Coordinate labeling data:
+ + + +

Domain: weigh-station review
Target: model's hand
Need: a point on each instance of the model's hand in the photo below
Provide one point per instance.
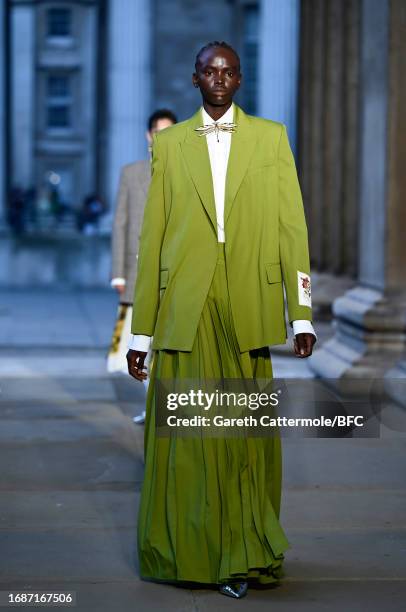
(135, 360)
(303, 344)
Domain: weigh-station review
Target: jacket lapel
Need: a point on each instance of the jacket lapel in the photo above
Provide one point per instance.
(196, 156)
(243, 143)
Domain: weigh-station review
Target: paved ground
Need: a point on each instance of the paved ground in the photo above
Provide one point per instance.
(71, 471)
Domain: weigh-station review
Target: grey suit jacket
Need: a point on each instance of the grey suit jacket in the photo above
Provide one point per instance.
(131, 198)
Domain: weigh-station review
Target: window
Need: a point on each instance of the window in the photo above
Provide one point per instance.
(58, 100)
(250, 57)
(59, 22)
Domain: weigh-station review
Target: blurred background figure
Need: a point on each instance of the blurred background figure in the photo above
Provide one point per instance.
(89, 217)
(15, 211)
(132, 192)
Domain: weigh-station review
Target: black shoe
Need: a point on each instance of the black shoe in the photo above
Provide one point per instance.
(234, 589)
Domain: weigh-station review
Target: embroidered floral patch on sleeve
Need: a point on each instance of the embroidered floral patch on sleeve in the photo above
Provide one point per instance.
(304, 289)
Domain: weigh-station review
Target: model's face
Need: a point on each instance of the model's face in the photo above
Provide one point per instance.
(159, 125)
(218, 76)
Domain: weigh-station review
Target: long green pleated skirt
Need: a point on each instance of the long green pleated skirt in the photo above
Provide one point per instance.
(209, 508)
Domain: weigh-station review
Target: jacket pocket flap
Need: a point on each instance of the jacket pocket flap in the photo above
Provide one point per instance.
(274, 273)
(163, 278)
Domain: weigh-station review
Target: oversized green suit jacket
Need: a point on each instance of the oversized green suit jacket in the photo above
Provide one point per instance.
(265, 231)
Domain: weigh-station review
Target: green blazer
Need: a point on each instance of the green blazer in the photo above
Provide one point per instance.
(265, 231)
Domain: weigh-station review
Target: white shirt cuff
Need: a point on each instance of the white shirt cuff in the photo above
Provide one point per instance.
(117, 281)
(302, 326)
(138, 342)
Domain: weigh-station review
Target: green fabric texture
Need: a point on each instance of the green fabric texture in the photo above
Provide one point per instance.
(265, 227)
(209, 508)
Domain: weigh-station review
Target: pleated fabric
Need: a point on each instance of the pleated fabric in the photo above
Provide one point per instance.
(209, 507)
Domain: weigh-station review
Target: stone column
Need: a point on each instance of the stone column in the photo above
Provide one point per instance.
(370, 319)
(279, 63)
(22, 92)
(2, 113)
(128, 86)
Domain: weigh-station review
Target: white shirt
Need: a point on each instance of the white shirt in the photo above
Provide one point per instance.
(219, 152)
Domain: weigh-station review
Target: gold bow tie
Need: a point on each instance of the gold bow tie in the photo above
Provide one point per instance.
(216, 128)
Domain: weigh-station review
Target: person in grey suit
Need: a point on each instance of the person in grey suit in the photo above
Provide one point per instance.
(132, 193)
(131, 198)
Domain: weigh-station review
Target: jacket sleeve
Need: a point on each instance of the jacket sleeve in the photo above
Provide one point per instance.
(146, 290)
(119, 235)
(294, 248)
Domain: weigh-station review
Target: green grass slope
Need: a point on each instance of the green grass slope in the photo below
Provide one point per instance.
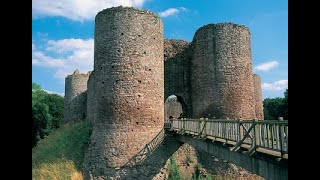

+ + + +

== Task statement ==
From the data above, keep only the lines that contain the word "model". Treat uppercase and lowercase as different.

== The answer ==
Target: model's hand
Need: a point on each instance of the model's hand in the photo below
Target: model's face
Need: a point on each instance of the model's face in the photo above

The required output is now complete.